Every line of the records below from the line with "target: monument shadow on grass" up to and including the line with "instruction: provide the mask of every instance of the large" must be reproduced exactly, and no line outside that range.

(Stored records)

[Start of section]

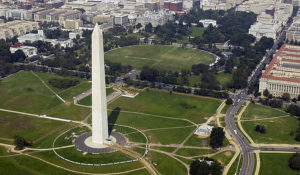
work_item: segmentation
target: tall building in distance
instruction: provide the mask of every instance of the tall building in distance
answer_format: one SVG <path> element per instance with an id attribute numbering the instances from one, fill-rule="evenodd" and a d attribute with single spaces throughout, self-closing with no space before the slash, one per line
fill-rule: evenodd
<path id="1" fill-rule="evenodd" d="M 292 98 L 300 94 L 300 46 L 283 45 L 259 81 L 259 92 L 265 89 L 273 96 L 289 93 Z"/>
<path id="2" fill-rule="evenodd" d="M 98 24 L 92 34 L 92 142 L 108 139 L 103 32 Z"/>

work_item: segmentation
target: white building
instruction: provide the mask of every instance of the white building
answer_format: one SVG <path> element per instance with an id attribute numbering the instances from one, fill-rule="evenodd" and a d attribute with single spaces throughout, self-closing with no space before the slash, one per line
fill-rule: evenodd
<path id="1" fill-rule="evenodd" d="M 147 25 L 151 23 L 153 27 L 158 25 L 164 25 L 166 22 L 173 20 L 174 16 L 170 11 L 160 10 L 159 12 L 146 11 L 143 15 L 139 15 L 136 18 L 136 24 L 141 23 Z"/>
<path id="2" fill-rule="evenodd" d="M 20 43 L 25 43 L 25 42 L 34 42 L 34 41 L 44 41 L 45 40 L 45 35 L 43 30 L 38 30 L 38 33 L 28 33 L 26 35 L 22 35 L 18 37 L 18 41 Z"/>
<path id="3" fill-rule="evenodd" d="M 205 28 L 208 27 L 210 24 L 213 27 L 217 26 L 217 21 L 216 20 L 212 20 L 212 19 L 202 19 L 202 20 L 199 20 L 199 23 L 202 23 L 203 27 L 205 27 Z"/>
<path id="4" fill-rule="evenodd" d="M 79 32 L 70 32 L 69 33 L 69 39 L 76 39 L 77 36 L 79 36 L 79 38 L 82 38 L 82 31 Z"/>
<path id="5" fill-rule="evenodd" d="M 73 39 L 46 39 L 45 41 L 50 42 L 53 46 L 59 45 L 60 47 L 73 47 Z"/>
<path id="6" fill-rule="evenodd" d="M 209 135 L 214 127 L 208 124 L 203 124 L 195 131 L 196 135 Z"/>
<path id="7" fill-rule="evenodd" d="M 277 51 L 259 80 L 259 92 L 273 96 L 289 93 L 291 98 L 300 95 L 300 46 L 285 44 Z"/>
<path id="8" fill-rule="evenodd" d="M 17 50 L 22 50 L 26 57 L 32 57 L 37 55 L 37 48 L 31 46 L 15 45 L 10 47 L 10 52 L 15 53 Z"/>
<path id="9" fill-rule="evenodd" d="M 268 38 L 277 38 L 282 27 L 281 24 L 266 24 L 266 23 L 255 23 L 249 29 L 249 34 L 253 35 L 256 40 L 260 40 L 263 36 Z"/>

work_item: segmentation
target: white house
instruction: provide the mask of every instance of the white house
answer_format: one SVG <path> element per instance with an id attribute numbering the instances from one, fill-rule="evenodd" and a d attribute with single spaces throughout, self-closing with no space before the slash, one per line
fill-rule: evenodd
<path id="1" fill-rule="evenodd" d="M 212 20 L 212 19 L 201 19 L 199 20 L 199 23 L 203 24 L 203 27 L 208 27 L 209 24 L 211 24 L 213 27 L 217 26 L 217 21 L 216 20 Z"/>
<path id="2" fill-rule="evenodd" d="M 23 45 L 14 45 L 10 47 L 10 52 L 15 53 L 17 50 L 22 50 L 26 57 L 32 57 L 37 55 L 37 48 L 31 46 L 23 46 Z"/>

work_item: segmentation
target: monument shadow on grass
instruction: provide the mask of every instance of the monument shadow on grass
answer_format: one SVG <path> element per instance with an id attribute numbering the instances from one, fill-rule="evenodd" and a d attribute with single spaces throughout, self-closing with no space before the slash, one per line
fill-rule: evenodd
<path id="1" fill-rule="evenodd" d="M 111 134 L 112 130 L 114 129 L 114 124 L 118 120 L 121 108 L 116 107 L 108 116 L 108 135 Z"/>

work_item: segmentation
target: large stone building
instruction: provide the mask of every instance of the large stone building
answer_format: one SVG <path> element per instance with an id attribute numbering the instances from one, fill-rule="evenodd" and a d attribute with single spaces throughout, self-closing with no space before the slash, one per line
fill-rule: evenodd
<path id="1" fill-rule="evenodd" d="M 31 21 L 11 21 L 0 24 L 0 39 L 10 39 L 14 36 L 24 35 L 32 30 L 39 29 L 38 22 Z"/>
<path id="2" fill-rule="evenodd" d="M 292 98 L 300 94 L 300 46 L 283 45 L 263 71 L 259 92 L 265 89 L 273 96 L 289 93 Z"/>
<path id="3" fill-rule="evenodd" d="M 82 13 L 78 10 L 49 9 L 35 13 L 34 20 L 42 22 L 59 22 L 60 24 L 63 24 L 67 19 L 80 19 L 81 14 Z"/>

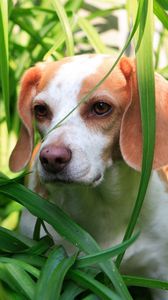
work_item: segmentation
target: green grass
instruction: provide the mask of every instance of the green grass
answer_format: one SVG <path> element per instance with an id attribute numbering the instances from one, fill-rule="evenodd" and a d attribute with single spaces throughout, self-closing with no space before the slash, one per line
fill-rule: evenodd
<path id="1" fill-rule="evenodd" d="M 128 227 L 125 228 L 124 241 L 110 249 L 101 250 L 90 234 L 58 207 L 24 187 L 21 184 L 22 174 L 14 179 L 1 174 L 0 224 L 6 224 L 9 229 L 0 227 L 0 300 L 71 300 L 74 297 L 127 300 L 132 299 L 127 286 L 168 289 L 167 282 L 122 276 L 118 270 L 125 251 L 138 238 L 132 237 L 132 233 L 152 168 L 155 142 L 154 65 L 168 78 L 167 66 L 160 65 L 161 51 L 165 49 L 168 54 L 168 1 L 139 0 L 137 3 L 128 0 L 118 1 L 117 6 L 114 1 L 107 2 L 111 3 L 110 8 L 104 10 L 82 0 L 65 1 L 64 6 L 60 0 L 50 0 L 48 3 L 43 0 L 22 0 L 16 1 L 15 5 L 12 0 L 0 2 L 0 139 L 3 145 L 0 146 L 0 169 L 5 175 L 14 177 L 7 165 L 19 133 L 16 113 L 19 80 L 24 70 L 39 60 L 57 60 L 87 52 L 117 54 L 116 62 L 109 66 L 109 72 L 95 86 L 95 90 L 107 78 L 122 54 L 128 51 L 130 43 L 134 44 L 143 128 L 142 173 L 137 199 Z M 81 17 L 82 9 L 87 12 L 86 18 Z M 102 34 L 113 28 L 115 24 L 109 23 L 109 15 L 120 9 L 127 10 L 131 25 L 128 39 L 120 49 L 116 49 L 115 44 L 109 46 L 102 42 Z M 103 18 L 106 26 L 93 25 L 97 17 Z M 156 19 L 162 26 L 154 53 Z M 81 102 L 86 101 L 92 92 Z M 55 127 L 61 122 L 63 120 Z M 22 206 L 38 217 L 32 239 L 10 230 L 16 227 Z M 62 247 L 53 245 L 48 235 L 39 239 L 39 228 L 43 221 L 78 246 L 84 253 L 83 257 L 79 257 L 78 252 L 68 257 Z M 109 260 L 112 257 L 116 258 L 116 265 Z"/>

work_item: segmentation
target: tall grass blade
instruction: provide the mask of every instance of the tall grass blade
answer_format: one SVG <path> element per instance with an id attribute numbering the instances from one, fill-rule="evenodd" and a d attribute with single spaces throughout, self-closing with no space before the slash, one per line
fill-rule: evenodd
<path id="1" fill-rule="evenodd" d="M 4 99 L 6 122 L 10 128 L 9 115 L 9 54 L 8 54 L 8 2 L 0 1 L 0 75 Z"/>
<path id="2" fill-rule="evenodd" d="M 74 42 L 67 14 L 60 0 L 51 0 L 66 36 L 67 56 L 74 55 Z"/>
<path id="3" fill-rule="evenodd" d="M 129 239 L 137 223 L 148 182 L 151 174 L 155 145 L 155 84 L 153 69 L 153 1 L 144 3 L 144 13 L 140 26 L 144 27 L 143 38 L 137 51 L 137 77 L 141 102 L 141 119 L 143 132 L 143 159 L 140 186 L 136 203 L 124 236 Z M 146 14 L 147 12 L 147 14 Z M 140 28 L 141 34 L 141 28 Z M 117 265 L 120 265 L 123 254 L 119 255 Z"/>

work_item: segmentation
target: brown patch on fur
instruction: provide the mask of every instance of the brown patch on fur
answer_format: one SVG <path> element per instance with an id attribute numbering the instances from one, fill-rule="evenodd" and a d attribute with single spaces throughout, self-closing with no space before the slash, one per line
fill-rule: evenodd
<path id="1" fill-rule="evenodd" d="M 168 166 L 165 166 L 162 170 L 163 170 L 163 172 L 164 172 L 164 174 L 166 176 L 166 181 L 168 183 Z"/>
<path id="2" fill-rule="evenodd" d="M 102 79 L 112 64 L 113 60 L 110 57 L 104 58 L 103 63 L 96 70 L 96 73 L 85 78 L 78 96 L 79 100 L 81 100 L 82 97 L 84 97 Z M 126 68 L 125 72 L 129 76 L 129 68 Z M 102 100 L 110 104 L 112 112 L 102 117 L 90 116 L 89 111 L 94 98 L 97 98 L 97 101 Z M 109 160 L 111 157 L 113 160 L 121 158 L 119 132 L 122 116 L 129 100 L 130 88 L 120 69 L 120 65 L 118 65 L 94 92 L 91 98 L 79 107 L 80 114 L 84 119 L 85 124 L 93 130 L 101 131 L 109 138 L 109 143 L 102 154 L 104 161 Z"/>
<path id="3" fill-rule="evenodd" d="M 38 155 L 38 152 L 40 150 L 40 147 L 41 147 L 41 143 L 38 143 L 34 150 L 33 150 L 33 153 L 32 153 L 32 157 L 31 157 L 31 160 L 30 160 L 30 163 L 29 163 L 29 169 L 31 170 L 33 168 L 33 165 L 34 165 L 34 161 L 35 161 L 35 158 L 36 156 Z"/>
<path id="4" fill-rule="evenodd" d="M 122 57 L 120 60 L 120 69 L 123 72 L 125 78 L 128 80 L 133 71 L 133 65 L 130 64 L 130 60 L 127 57 Z"/>
<path id="5" fill-rule="evenodd" d="M 105 57 L 96 72 L 85 78 L 78 95 L 79 101 L 103 78 L 112 64 L 113 60 L 110 57 Z M 111 96 L 114 106 L 122 110 L 125 109 L 130 99 L 130 88 L 119 65 L 115 67 L 108 78 L 97 88 L 91 98 L 94 97 L 94 95 L 98 96 L 104 92 Z"/>
<path id="6" fill-rule="evenodd" d="M 32 125 L 32 98 L 36 94 L 36 88 L 41 78 L 38 67 L 30 68 L 21 81 L 18 111 L 22 120 L 21 130 L 17 144 L 12 151 L 9 166 L 13 172 L 23 169 L 31 158 L 33 150 L 33 125 Z"/>
<path id="7" fill-rule="evenodd" d="M 162 179 L 168 184 L 168 166 L 163 167 L 158 171 L 159 175 L 161 175 Z"/>
<path id="8" fill-rule="evenodd" d="M 52 78 L 57 74 L 59 69 L 65 63 L 68 63 L 72 60 L 71 57 L 65 57 L 61 61 L 56 62 L 48 62 L 48 63 L 39 63 L 37 66 L 41 68 L 42 77 L 38 85 L 37 92 L 39 93 L 48 85 L 48 83 L 52 80 Z"/>
<path id="9" fill-rule="evenodd" d="M 127 59 L 128 63 L 132 63 Z M 130 81 L 132 99 L 126 108 L 121 124 L 120 147 L 124 160 L 129 166 L 141 170 L 142 126 L 135 62 Z M 156 142 L 153 169 L 168 164 L 168 82 L 155 74 Z"/>
<path id="10" fill-rule="evenodd" d="M 159 177 L 164 182 L 166 191 L 168 192 L 168 166 L 163 167 L 158 171 Z"/>

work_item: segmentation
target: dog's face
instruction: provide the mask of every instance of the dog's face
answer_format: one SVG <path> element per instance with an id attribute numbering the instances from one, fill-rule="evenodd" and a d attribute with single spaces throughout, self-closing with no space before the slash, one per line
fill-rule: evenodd
<path id="1" fill-rule="evenodd" d="M 81 55 L 38 64 L 27 71 L 19 99 L 23 126 L 11 156 L 11 169 L 21 169 L 30 159 L 33 119 L 43 137 L 38 172 L 46 182 L 96 185 L 120 150 L 129 165 L 140 168 L 142 138 L 134 61 L 123 58 L 78 106 L 113 61 L 110 56 Z"/>
<path id="2" fill-rule="evenodd" d="M 46 67 L 51 77 L 49 80 L 48 76 L 43 78 L 43 85 L 32 101 L 37 127 L 45 137 L 38 160 L 39 175 L 44 181 L 98 184 L 105 169 L 112 164 L 124 111 L 119 96 L 125 92 L 119 89 L 126 81 L 120 70 L 115 88 L 112 89 L 111 75 L 85 103 L 52 130 L 108 68 L 109 58 L 101 55 L 77 56 Z"/>

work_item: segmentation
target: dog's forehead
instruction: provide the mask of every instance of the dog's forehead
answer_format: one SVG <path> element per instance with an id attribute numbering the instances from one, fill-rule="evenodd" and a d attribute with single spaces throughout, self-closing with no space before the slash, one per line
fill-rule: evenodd
<path id="1" fill-rule="evenodd" d="M 76 95 L 79 93 L 83 81 L 90 75 L 96 73 L 99 66 L 102 64 L 104 57 L 96 56 L 77 56 L 71 61 L 63 63 L 59 70 L 53 76 L 53 79 L 48 85 L 48 89 L 52 91 L 58 90 L 63 93 Z"/>
<path id="2" fill-rule="evenodd" d="M 81 55 L 64 59 L 44 68 L 38 98 L 56 104 L 76 102 L 83 82 L 103 64 L 104 55 Z M 46 99 L 44 99 L 46 100 Z"/>
<path id="3" fill-rule="evenodd" d="M 60 110 L 64 114 L 69 113 L 107 74 L 114 61 L 115 57 L 110 55 L 89 54 L 44 64 L 34 100 L 45 101 L 53 115 L 58 115 Z M 126 79 L 117 65 L 92 96 L 110 95 L 114 105 L 125 106 L 128 98 L 126 84 Z"/>

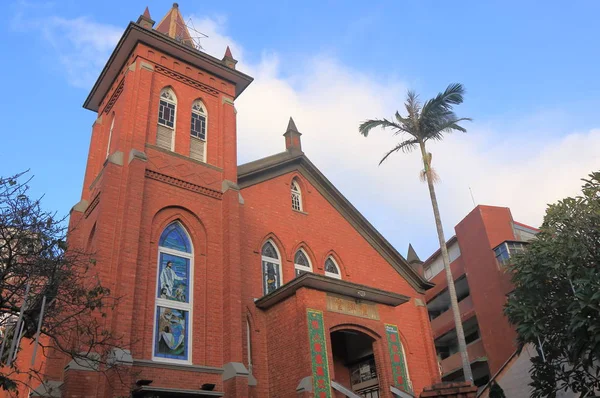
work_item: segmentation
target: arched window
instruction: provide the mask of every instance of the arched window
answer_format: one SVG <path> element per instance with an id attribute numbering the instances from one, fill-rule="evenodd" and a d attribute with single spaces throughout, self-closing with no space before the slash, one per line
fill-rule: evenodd
<path id="1" fill-rule="evenodd" d="M 190 128 L 190 157 L 205 162 L 206 160 L 206 127 L 208 114 L 206 106 L 200 100 L 192 104 L 192 126 Z"/>
<path id="2" fill-rule="evenodd" d="M 108 130 L 108 144 L 106 144 L 106 157 L 110 155 L 110 142 L 112 141 L 113 129 L 115 128 L 115 113 L 112 113 L 112 121 L 110 122 L 110 130 Z"/>
<path id="3" fill-rule="evenodd" d="M 332 278 L 342 279 L 340 267 L 331 256 L 327 257 L 327 260 L 325 260 L 325 275 Z"/>
<path id="4" fill-rule="evenodd" d="M 173 141 L 175 139 L 175 116 L 177 111 L 177 97 L 169 87 L 165 87 L 160 92 L 158 102 L 158 131 L 156 133 L 156 145 L 173 150 Z"/>
<path id="5" fill-rule="evenodd" d="M 296 271 L 296 276 L 300 276 L 307 272 L 312 272 L 310 260 L 302 249 L 298 250 L 294 256 L 294 269 Z"/>
<path id="6" fill-rule="evenodd" d="M 179 222 L 173 222 L 158 243 L 154 359 L 191 363 L 193 272 L 190 238 Z"/>
<path id="7" fill-rule="evenodd" d="M 302 211 L 302 191 L 295 179 L 292 180 L 292 209 Z"/>
<path id="8" fill-rule="evenodd" d="M 281 286 L 281 260 L 271 241 L 267 241 L 262 247 L 262 274 L 265 295 Z"/>

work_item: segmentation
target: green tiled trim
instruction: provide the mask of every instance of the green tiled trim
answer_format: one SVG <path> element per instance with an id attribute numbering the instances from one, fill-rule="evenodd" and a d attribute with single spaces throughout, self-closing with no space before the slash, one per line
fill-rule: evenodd
<path id="1" fill-rule="evenodd" d="M 386 323 L 385 334 L 387 336 L 390 361 L 392 362 L 394 386 L 400 388 L 401 390 L 412 392 L 406 375 L 406 367 L 404 365 L 405 361 L 402 355 L 400 336 L 398 335 L 398 326 Z"/>
<path id="2" fill-rule="evenodd" d="M 313 393 L 315 398 L 331 398 L 331 379 L 329 378 L 323 313 L 308 309 L 306 315 L 312 362 Z"/>

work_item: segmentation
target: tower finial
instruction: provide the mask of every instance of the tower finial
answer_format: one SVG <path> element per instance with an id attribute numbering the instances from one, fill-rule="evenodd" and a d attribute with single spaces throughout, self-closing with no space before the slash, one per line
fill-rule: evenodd
<path id="1" fill-rule="evenodd" d="M 164 18 L 158 23 L 156 31 L 163 33 L 185 45 L 196 48 L 194 40 L 190 35 L 190 31 L 183 21 L 183 17 L 179 11 L 179 4 L 177 3 L 173 3 L 173 7 L 171 7 L 167 15 L 165 15 Z"/>
<path id="2" fill-rule="evenodd" d="M 143 28 L 152 29 L 154 21 L 152 20 L 152 17 L 150 17 L 150 10 L 148 7 L 146 7 L 144 13 L 138 17 L 137 23 Z"/>
<path id="3" fill-rule="evenodd" d="M 237 64 L 238 62 L 235 58 L 233 58 L 229 46 L 227 46 L 227 49 L 225 50 L 225 55 L 223 56 L 223 59 L 221 61 L 225 64 L 225 66 L 231 69 L 235 69 L 235 64 Z"/>
<path id="4" fill-rule="evenodd" d="M 296 123 L 294 123 L 294 119 L 290 116 L 290 121 L 288 122 L 287 130 L 283 136 L 285 137 L 285 149 L 288 152 L 299 151 L 302 152 L 302 142 L 300 141 L 300 136 L 302 134 L 298 131 L 296 127 Z"/>

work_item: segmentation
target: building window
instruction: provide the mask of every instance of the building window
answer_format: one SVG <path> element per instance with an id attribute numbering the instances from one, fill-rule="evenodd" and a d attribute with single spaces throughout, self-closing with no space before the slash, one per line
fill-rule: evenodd
<path id="1" fill-rule="evenodd" d="M 501 243 L 499 246 L 496 246 L 494 253 L 496 255 L 498 264 L 501 266 L 510 264 L 510 258 L 517 254 L 523 253 L 525 251 L 525 245 L 526 243 L 524 242 L 506 241 Z"/>
<path id="2" fill-rule="evenodd" d="M 169 224 L 158 243 L 154 359 L 191 363 L 193 249 L 179 222 Z"/>
<path id="3" fill-rule="evenodd" d="M 295 179 L 292 180 L 292 209 L 302 211 L 302 191 Z"/>
<path id="4" fill-rule="evenodd" d="M 206 141 L 206 107 L 200 100 L 192 105 L 192 137 Z"/>
<path id="5" fill-rule="evenodd" d="M 156 131 L 156 146 L 173 150 L 175 141 L 175 113 L 177 97 L 170 88 L 163 88 L 158 102 L 158 129 Z"/>
<path id="6" fill-rule="evenodd" d="M 158 124 L 174 128 L 176 106 L 177 100 L 173 90 L 170 88 L 163 89 L 160 92 L 160 102 L 158 103 Z"/>
<path id="7" fill-rule="evenodd" d="M 262 273 L 265 295 L 281 286 L 281 260 L 277 248 L 271 241 L 262 247 Z"/>
<path id="8" fill-rule="evenodd" d="M 307 272 L 312 272 L 310 260 L 302 249 L 298 250 L 294 256 L 294 269 L 297 277 Z"/>
<path id="9" fill-rule="evenodd" d="M 327 260 L 325 260 L 325 275 L 332 278 L 342 279 L 340 267 L 338 267 L 333 257 L 328 257 Z"/>
<path id="10" fill-rule="evenodd" d="M 190 127 L 190 157 L 206 162 L 206 106 L 200 100 L 192 104 L 192 125 Z"/>

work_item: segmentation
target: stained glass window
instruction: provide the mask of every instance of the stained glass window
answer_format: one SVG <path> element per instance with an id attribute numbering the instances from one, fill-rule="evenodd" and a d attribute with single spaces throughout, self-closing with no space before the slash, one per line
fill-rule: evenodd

[End of section]

→ **Response below**:
target: monument shadow on grass
instruction: provide the mask of every instance of the monument shadow on grass
answer_format: one SVG <path> element per instance with an id attribute numbering the instances from one, fill-rule="evenodd" and a d attribute with single spaces throughout, self-closing with no space before the slash, one per line
fill-rule: evenodd
<path id="1" fill-rule="evenodd" d="M 111 134 L 112 130 L 114 129 L 114 124 L 118 120 L 121 108 L 116 107 L 108 116 L 108 135 Z"/>

work_item: segmentation
target: large stone building
instruction: provide the mask of every instance of the large stone building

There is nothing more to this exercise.